Whenever a line in the data below includes the string "position", copy it out.

= = = = = = =

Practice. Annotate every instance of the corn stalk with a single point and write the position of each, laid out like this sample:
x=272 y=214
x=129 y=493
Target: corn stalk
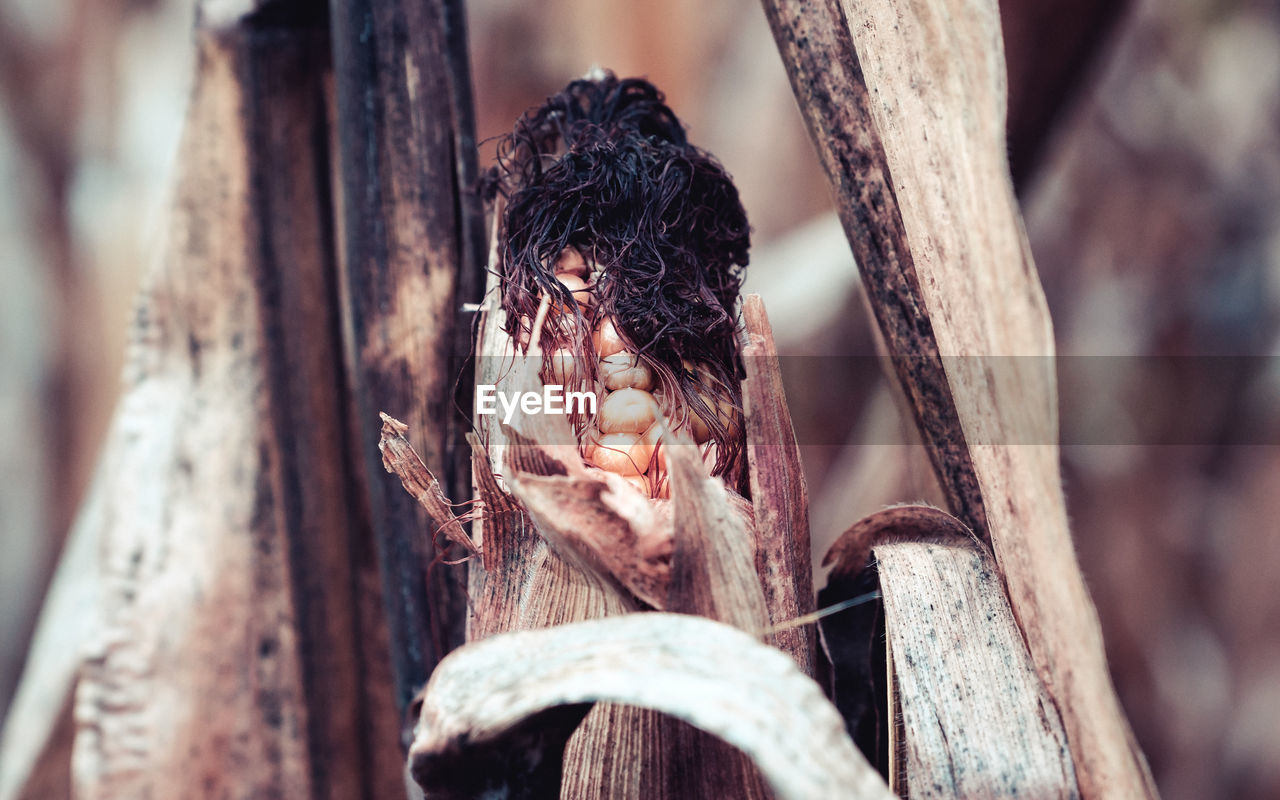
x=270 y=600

= = = = = = =

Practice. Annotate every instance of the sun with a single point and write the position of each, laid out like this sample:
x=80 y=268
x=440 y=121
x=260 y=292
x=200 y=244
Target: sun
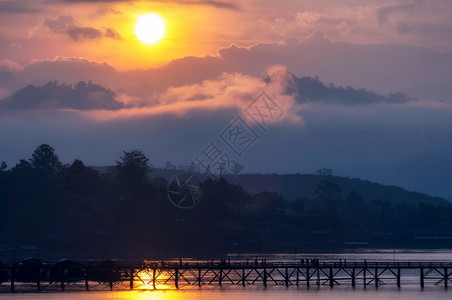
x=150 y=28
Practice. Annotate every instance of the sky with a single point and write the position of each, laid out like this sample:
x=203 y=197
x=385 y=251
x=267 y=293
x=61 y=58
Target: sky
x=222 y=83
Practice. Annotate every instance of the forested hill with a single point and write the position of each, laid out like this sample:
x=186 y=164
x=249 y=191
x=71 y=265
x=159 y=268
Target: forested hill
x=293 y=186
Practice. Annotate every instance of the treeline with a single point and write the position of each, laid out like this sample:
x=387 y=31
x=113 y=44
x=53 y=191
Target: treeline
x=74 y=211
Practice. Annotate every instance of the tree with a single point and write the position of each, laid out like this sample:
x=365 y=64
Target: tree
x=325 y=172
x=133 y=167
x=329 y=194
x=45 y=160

= = = = = = =

Written response.
Practice. Annotate every instance of the corn stalk with a single point and write the position of each, laid out like this sample:
Practice. Annotate every instance of the sun with a single point and write the position of each, laid out like this sample:
Practice. Annotate every instance of the sky with a single point and write the position of each, laid out like this sample:
Practice. Annotate every instance of the forested hill with a single point and write the position of each, laid out like this sample:
Practice. Annotate every instance of the treeline with a single point and write the position of each, laid out like this sample:
Practice. Annotate every instance of the tree with a single point and write the position of each, laid out like this sample:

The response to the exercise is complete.